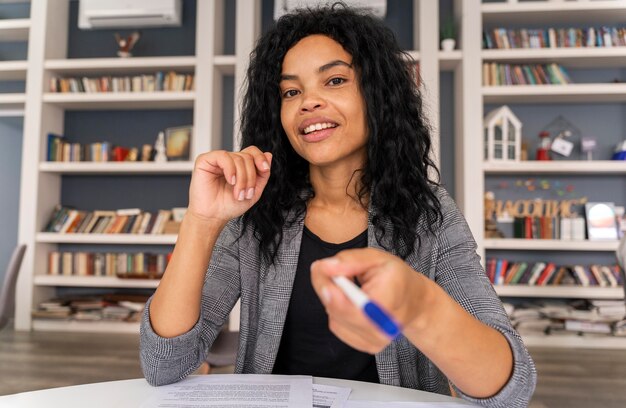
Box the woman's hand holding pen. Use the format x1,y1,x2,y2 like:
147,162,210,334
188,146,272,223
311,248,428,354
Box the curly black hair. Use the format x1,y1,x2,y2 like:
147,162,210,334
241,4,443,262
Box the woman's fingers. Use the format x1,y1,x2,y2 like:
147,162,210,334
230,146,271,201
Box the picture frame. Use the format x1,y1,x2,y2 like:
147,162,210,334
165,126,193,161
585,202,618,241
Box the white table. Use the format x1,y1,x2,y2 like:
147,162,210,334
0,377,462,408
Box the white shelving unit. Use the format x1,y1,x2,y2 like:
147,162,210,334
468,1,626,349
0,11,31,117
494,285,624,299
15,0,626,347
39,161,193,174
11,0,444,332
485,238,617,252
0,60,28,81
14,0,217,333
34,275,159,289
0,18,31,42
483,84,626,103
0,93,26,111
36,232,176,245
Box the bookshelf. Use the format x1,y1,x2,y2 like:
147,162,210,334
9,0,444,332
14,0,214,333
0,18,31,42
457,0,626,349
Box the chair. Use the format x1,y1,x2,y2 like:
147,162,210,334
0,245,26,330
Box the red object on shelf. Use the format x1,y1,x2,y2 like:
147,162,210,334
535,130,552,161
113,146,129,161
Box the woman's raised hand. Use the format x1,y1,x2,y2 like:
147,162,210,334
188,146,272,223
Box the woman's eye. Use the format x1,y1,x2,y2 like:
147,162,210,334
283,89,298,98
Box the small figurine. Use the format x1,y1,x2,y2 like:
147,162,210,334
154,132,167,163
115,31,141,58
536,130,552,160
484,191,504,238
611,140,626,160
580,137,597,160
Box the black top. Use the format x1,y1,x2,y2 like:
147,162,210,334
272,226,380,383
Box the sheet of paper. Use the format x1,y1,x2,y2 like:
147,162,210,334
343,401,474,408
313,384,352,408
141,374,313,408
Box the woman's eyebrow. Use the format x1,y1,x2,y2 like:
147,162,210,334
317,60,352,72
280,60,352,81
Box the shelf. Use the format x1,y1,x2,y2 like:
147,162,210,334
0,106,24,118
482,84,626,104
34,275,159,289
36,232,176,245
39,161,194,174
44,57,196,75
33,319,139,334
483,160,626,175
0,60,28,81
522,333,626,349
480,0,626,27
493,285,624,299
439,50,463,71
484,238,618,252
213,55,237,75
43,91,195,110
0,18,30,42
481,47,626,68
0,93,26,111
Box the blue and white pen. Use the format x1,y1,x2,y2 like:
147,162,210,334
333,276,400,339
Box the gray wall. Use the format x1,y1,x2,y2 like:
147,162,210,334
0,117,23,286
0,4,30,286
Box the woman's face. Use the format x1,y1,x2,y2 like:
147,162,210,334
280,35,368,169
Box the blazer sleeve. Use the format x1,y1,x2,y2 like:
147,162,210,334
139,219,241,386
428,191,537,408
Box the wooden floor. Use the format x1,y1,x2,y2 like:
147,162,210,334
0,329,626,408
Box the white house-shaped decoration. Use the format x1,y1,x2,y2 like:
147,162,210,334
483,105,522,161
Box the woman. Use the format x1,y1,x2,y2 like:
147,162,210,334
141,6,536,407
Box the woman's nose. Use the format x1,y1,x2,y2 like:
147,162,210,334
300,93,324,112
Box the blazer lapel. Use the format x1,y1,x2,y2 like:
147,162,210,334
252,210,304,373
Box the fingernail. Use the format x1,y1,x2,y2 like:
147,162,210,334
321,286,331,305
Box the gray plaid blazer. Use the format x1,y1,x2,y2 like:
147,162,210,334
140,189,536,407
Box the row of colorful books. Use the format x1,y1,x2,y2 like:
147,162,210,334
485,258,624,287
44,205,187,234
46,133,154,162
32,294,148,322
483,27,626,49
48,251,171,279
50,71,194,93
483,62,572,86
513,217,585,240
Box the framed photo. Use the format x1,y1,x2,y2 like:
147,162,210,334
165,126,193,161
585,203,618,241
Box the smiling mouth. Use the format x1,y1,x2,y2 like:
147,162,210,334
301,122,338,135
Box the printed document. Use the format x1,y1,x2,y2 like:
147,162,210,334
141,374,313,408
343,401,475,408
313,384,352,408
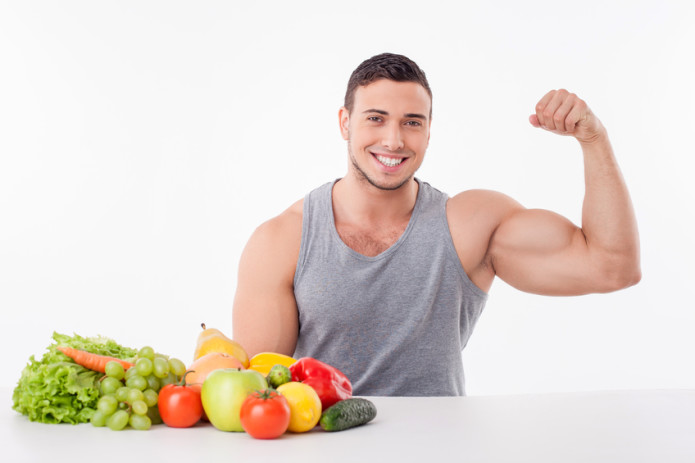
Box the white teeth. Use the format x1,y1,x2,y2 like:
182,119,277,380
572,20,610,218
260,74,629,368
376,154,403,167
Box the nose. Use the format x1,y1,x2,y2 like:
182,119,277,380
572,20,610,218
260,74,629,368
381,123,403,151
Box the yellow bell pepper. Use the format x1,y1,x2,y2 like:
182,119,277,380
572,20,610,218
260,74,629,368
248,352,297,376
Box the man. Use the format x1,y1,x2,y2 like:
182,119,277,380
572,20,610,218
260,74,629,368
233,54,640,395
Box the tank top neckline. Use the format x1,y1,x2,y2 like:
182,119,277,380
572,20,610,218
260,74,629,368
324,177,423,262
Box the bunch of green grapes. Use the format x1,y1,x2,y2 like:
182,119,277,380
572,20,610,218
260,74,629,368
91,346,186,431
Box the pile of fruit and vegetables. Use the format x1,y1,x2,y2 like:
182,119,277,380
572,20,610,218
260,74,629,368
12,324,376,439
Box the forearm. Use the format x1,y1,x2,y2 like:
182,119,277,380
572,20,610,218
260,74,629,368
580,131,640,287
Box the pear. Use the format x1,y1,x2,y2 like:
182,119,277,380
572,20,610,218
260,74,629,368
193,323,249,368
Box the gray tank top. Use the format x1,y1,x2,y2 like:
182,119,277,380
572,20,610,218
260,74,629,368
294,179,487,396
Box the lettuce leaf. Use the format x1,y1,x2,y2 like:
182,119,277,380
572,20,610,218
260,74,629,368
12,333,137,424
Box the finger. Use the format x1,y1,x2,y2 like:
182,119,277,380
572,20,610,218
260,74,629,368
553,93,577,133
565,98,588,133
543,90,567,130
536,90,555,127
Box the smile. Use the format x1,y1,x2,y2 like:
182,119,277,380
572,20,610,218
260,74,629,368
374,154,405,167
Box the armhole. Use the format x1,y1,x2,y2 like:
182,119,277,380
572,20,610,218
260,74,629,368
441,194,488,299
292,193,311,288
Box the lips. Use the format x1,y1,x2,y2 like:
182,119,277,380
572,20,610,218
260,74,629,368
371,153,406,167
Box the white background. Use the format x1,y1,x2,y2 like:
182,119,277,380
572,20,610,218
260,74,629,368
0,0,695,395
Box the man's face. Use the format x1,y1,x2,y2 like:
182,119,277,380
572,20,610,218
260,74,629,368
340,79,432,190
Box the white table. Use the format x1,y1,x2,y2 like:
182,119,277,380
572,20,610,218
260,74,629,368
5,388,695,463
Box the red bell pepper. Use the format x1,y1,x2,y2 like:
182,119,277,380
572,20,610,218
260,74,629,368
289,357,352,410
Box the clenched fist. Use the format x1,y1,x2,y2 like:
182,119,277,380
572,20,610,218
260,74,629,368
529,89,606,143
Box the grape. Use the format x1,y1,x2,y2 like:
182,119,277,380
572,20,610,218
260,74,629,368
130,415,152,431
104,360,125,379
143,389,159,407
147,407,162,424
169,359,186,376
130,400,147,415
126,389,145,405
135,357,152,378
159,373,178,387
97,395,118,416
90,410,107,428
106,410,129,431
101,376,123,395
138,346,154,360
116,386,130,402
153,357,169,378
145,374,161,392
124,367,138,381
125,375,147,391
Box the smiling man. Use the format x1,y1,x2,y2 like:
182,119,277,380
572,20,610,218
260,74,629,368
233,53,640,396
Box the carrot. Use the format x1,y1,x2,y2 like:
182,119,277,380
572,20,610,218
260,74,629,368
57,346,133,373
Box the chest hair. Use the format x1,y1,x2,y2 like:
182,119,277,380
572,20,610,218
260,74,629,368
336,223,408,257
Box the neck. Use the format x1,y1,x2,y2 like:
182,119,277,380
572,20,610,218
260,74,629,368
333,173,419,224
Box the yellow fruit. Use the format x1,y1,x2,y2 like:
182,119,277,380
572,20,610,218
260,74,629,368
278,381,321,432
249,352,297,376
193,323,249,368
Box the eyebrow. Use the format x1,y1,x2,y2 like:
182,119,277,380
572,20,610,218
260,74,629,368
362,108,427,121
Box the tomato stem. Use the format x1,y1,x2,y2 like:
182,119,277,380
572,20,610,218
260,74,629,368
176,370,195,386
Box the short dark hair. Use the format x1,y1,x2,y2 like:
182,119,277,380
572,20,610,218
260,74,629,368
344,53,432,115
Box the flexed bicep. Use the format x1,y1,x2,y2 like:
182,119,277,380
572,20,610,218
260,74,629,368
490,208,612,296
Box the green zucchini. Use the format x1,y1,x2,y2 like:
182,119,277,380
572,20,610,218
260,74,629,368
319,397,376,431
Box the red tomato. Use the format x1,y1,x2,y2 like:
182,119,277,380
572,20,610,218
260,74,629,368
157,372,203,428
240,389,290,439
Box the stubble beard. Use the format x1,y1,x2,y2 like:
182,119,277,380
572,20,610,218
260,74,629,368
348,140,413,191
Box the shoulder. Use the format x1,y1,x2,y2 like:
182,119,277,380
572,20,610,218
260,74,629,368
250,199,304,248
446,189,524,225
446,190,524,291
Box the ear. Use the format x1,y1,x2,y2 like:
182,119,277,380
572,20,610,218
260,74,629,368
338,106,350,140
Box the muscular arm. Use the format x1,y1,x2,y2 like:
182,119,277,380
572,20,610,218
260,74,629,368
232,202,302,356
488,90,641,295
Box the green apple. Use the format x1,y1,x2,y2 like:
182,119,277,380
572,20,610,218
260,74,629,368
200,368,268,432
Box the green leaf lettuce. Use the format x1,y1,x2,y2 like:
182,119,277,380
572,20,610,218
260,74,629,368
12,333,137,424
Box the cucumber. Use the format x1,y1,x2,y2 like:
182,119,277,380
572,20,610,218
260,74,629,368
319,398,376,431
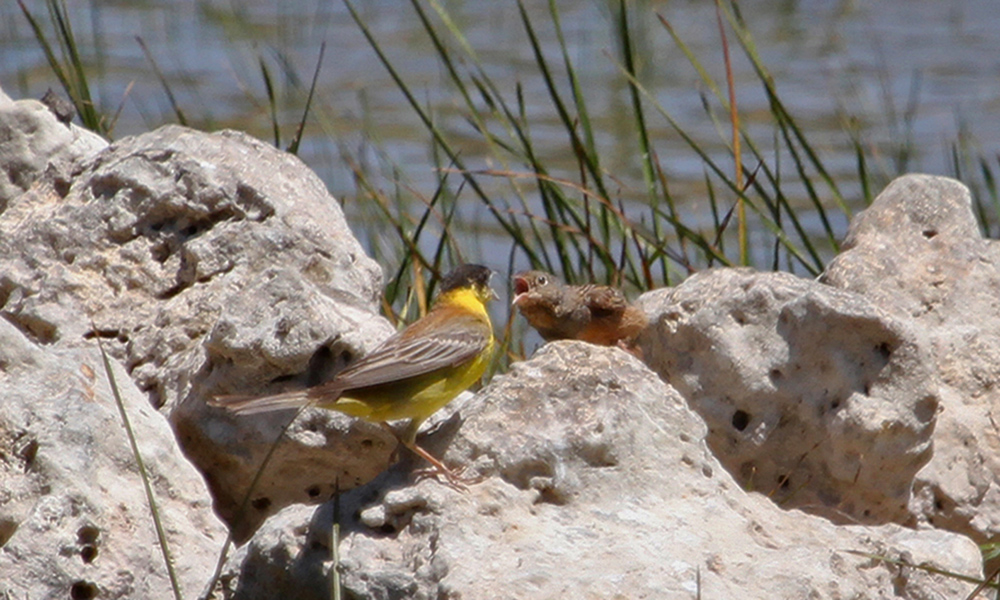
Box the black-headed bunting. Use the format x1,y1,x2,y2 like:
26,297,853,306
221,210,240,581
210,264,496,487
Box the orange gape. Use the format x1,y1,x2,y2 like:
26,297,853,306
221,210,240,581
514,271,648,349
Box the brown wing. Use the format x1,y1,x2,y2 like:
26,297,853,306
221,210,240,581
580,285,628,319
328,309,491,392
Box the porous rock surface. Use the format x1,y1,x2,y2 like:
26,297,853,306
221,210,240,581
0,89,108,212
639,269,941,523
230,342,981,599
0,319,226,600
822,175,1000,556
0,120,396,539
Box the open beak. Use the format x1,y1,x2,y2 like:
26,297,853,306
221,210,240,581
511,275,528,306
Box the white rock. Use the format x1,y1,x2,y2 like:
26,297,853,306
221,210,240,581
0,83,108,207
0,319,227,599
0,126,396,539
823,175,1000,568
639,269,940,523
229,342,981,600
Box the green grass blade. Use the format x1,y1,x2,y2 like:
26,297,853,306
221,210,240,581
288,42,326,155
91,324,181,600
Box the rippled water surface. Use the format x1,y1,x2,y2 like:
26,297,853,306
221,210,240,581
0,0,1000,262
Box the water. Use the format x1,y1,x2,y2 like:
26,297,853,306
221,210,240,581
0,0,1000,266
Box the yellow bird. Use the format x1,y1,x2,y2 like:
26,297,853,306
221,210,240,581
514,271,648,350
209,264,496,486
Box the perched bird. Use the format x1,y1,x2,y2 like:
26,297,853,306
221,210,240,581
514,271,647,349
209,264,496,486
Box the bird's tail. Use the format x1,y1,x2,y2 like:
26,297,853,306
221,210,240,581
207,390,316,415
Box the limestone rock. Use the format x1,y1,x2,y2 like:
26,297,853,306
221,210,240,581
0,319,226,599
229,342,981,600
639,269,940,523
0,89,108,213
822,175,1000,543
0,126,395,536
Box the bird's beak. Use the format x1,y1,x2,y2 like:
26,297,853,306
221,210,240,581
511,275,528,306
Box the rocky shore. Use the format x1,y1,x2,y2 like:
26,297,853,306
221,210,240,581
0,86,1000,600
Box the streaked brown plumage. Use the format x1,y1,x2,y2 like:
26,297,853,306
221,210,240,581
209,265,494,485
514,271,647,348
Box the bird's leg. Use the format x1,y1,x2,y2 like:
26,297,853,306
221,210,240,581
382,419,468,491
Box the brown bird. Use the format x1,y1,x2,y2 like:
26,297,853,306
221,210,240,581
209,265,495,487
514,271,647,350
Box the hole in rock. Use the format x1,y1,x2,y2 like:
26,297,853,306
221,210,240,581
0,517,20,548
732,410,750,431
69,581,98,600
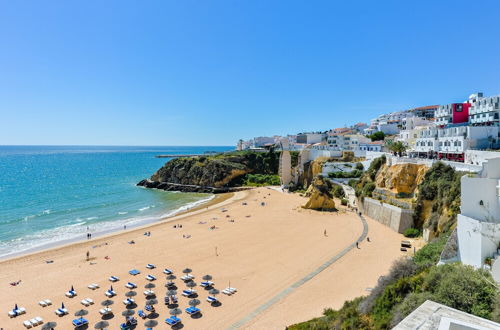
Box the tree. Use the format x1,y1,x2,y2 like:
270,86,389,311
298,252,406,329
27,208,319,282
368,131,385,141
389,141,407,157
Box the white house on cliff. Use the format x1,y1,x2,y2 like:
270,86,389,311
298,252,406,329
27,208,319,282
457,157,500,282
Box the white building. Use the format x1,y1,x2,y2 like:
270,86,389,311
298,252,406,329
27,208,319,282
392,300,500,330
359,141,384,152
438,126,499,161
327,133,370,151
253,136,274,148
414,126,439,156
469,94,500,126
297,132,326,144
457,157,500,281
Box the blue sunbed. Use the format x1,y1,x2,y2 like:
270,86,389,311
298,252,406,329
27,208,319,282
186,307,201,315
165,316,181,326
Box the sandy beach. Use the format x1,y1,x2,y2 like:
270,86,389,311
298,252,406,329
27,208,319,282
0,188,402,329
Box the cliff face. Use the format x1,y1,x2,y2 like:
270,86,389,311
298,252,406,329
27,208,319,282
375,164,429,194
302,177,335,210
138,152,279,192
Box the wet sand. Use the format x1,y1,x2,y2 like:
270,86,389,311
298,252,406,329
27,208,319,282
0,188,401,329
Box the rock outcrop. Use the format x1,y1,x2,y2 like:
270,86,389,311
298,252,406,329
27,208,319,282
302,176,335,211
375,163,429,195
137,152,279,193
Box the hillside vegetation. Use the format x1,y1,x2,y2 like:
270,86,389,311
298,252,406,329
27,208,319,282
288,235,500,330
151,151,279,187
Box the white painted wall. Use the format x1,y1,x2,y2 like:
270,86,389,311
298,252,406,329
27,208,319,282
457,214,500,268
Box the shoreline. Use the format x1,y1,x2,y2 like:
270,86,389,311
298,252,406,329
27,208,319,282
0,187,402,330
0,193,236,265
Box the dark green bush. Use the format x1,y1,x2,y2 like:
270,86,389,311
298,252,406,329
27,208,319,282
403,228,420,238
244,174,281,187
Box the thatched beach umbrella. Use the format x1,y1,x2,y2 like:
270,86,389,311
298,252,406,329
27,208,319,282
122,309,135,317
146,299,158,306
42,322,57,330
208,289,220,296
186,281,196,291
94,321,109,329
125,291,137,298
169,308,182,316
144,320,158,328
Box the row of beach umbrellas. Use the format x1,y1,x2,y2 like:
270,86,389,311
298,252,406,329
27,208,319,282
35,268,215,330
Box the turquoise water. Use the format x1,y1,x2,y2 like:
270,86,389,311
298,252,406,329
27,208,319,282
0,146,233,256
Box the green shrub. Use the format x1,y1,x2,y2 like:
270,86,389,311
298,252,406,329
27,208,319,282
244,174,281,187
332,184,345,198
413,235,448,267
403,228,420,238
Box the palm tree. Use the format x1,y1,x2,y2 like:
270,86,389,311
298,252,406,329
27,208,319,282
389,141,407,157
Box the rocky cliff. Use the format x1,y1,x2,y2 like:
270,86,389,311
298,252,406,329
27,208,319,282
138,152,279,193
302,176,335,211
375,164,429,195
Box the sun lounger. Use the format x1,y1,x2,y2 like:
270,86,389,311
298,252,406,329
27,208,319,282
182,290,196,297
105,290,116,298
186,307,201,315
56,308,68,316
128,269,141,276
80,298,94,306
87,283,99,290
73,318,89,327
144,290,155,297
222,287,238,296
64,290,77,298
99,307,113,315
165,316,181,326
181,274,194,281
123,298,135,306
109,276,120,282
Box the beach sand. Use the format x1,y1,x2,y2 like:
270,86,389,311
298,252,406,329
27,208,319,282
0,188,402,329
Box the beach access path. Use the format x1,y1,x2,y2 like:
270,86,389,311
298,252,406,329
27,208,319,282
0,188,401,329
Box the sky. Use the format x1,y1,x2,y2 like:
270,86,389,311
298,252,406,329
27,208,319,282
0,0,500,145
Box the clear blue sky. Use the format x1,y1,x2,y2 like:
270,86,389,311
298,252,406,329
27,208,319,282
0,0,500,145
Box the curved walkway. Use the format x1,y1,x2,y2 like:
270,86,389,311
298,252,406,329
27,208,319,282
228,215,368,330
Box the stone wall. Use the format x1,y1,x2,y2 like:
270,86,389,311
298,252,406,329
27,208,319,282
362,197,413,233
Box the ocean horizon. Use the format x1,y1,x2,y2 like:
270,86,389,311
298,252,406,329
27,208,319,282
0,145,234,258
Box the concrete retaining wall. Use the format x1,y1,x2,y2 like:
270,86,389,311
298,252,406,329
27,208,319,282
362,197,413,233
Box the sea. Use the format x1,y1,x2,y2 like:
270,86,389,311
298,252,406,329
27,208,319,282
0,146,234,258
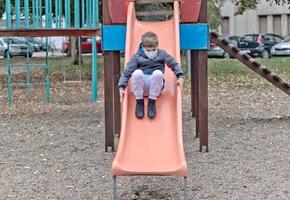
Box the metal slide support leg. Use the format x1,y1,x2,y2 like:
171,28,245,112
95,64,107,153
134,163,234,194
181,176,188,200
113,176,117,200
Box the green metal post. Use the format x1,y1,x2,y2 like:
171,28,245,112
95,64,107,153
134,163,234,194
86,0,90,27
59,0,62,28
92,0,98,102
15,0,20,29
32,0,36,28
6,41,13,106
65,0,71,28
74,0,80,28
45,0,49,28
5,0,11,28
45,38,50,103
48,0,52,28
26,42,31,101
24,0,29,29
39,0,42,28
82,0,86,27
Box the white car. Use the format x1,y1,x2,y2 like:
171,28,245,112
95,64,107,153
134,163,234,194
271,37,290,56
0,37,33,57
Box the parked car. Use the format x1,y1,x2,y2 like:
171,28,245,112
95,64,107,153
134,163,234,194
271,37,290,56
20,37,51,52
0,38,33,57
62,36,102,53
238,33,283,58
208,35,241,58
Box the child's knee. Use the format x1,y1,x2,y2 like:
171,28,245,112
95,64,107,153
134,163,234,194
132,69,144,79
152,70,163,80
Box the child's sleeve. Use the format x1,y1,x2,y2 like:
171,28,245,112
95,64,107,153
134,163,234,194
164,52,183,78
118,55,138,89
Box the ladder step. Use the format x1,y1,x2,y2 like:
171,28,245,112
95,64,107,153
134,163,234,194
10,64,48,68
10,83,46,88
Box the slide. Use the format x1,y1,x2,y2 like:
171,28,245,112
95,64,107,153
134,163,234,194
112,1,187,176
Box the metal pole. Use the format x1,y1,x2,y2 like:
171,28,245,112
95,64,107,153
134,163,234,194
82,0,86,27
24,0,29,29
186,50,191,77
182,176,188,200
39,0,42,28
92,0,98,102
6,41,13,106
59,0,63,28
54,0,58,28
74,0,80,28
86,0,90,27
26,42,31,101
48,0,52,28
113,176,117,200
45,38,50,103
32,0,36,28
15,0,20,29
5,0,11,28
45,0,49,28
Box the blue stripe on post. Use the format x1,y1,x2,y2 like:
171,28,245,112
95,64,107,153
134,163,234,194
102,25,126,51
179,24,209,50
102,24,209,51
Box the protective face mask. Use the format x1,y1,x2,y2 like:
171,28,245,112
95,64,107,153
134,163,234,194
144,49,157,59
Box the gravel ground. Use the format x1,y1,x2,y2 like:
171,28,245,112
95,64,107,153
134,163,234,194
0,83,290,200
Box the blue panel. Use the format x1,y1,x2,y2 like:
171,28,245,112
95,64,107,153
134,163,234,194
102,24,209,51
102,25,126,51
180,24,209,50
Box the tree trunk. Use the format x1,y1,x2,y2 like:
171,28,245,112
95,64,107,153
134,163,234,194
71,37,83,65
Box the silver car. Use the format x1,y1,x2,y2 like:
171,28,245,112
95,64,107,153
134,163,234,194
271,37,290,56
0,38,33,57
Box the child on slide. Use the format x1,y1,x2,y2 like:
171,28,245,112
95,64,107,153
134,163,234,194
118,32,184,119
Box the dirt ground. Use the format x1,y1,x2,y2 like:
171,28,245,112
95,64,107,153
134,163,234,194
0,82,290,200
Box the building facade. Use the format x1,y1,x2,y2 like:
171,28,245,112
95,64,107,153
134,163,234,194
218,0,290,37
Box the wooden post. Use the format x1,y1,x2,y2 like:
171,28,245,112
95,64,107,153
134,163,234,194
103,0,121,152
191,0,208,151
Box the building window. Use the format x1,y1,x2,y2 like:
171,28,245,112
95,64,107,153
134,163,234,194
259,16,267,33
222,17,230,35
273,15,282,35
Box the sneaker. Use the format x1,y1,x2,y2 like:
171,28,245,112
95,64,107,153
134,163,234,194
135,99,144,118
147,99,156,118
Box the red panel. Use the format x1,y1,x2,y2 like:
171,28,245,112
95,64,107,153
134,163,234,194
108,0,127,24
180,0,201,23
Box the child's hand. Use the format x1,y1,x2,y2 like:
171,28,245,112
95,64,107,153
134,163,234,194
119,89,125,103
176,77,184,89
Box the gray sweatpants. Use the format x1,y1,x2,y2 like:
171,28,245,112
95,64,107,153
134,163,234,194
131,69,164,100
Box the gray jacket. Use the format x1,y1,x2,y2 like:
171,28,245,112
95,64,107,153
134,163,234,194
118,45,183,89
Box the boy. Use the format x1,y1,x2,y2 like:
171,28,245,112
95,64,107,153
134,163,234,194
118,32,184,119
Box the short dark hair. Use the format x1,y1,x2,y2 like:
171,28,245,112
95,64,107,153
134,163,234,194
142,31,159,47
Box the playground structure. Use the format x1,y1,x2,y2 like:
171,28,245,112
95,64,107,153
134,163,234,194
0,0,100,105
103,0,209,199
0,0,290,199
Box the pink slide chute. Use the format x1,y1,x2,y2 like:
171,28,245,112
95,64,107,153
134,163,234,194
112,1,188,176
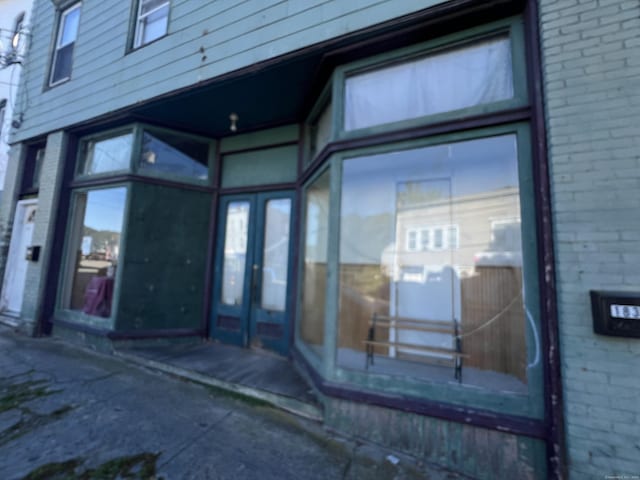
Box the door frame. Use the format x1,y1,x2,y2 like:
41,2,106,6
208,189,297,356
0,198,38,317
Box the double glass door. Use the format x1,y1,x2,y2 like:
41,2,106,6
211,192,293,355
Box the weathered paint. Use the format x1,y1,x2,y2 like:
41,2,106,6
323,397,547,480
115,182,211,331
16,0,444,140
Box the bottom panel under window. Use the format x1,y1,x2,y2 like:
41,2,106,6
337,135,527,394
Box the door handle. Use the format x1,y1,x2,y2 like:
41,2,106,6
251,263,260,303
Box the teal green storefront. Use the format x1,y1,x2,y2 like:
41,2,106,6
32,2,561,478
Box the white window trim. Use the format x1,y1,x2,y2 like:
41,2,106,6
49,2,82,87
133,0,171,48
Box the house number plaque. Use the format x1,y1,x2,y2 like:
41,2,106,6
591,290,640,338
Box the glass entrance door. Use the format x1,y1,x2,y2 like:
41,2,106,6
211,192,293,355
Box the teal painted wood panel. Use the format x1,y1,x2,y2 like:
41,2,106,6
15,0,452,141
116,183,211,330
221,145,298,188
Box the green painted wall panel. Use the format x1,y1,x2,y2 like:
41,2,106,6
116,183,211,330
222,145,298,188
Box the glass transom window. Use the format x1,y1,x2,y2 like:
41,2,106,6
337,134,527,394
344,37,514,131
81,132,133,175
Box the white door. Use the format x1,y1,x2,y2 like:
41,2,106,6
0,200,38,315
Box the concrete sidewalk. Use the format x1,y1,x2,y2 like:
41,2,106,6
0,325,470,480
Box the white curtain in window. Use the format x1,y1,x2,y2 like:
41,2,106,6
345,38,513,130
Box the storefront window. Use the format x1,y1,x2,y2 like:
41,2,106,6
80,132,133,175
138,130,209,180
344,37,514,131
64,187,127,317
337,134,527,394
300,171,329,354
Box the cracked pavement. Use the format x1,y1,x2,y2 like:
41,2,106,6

- [Short exercise] Rewrite the lines from the start of the records through the line containing "280,60,352,81", changing "woman's" to "person's" and leaving everything else the same. Leave the pictures out of your answer.

- [Correct answer]
Box the person's hand holding pen. Use the format x1,y1,x2,y2 like:
147,162,210,334
188,146,272,223
311,248,428,354
Box the curly black hair. Use the format x1,y1,x2,y2 like:
147,162,210,334
241,4,443,262
Box the person's fingers. Use the format x1,y1,x2,y2 like:
147,162,210,334
230,146,271,201
Box the picture frame. Use the format x1,y1,x2,y2 like:
147,162,210,334
165,126,193,161
585,202,618,241
Box the white table. Use the format x1,y1,x2,y2 like:
147,162,210,334
0,377,462,408
Box the white shelving unit. Use the format x1,y1,x2,y2 like:
147,162,210,334
468,1,626,349
0,11,31,117
494,285,624,299
15,0,626,347
39,161,193,174
11,0,444,332
485,238,617,252
0,60,28,81
14,0,217,333
34,275,159,289
0,18,31,42
483,84,626,103
0,93,26,111
36,232,176,245
Box the bookshelf. Use the format x1,y1,x2,y2 like:
147,162,210,334
9,0,444,332
14,0,214,333
0,18,31,42
457,0,626,349
Box the chair. Use the format x1,y1,x2,y2 like:
147,162,210,334
0,245,26,330
Box the red object on shelf. Use the format x1,y1,x2,y2 like:
147,162,210,334
535,130,552,161
113,146,129,161
Box the person's raised hand. Use the format x1,y1,x2,y2 like:
147,162,210,334
188,146,272,223
Box the person's eye. Use the format x1,y1,x2,y2 like:
147,162,210,334
283,89,298,98
Box the small figurine. Use the format x1,y1,x2,y2 like:
147,162,210,334
154,132,167,163
115,31,141,58
536,130,552,160
484,191,504,238
611,140,626,160
580,137,597,160
Box the black top. Use the format x1,y1,x2,y2 like:
147,162,210,334
272,226,380,383
Box the sheet of paper. Use the format x1,y1,x2,y2 like:
147,162,210,334
343,401,474,408
313,384,352,408
141,374,313,408
Box the person's eyebrow. Use the format x1,y1,x2,y2 like:
147,162,210,334
317,60,352,72
280,60,352,81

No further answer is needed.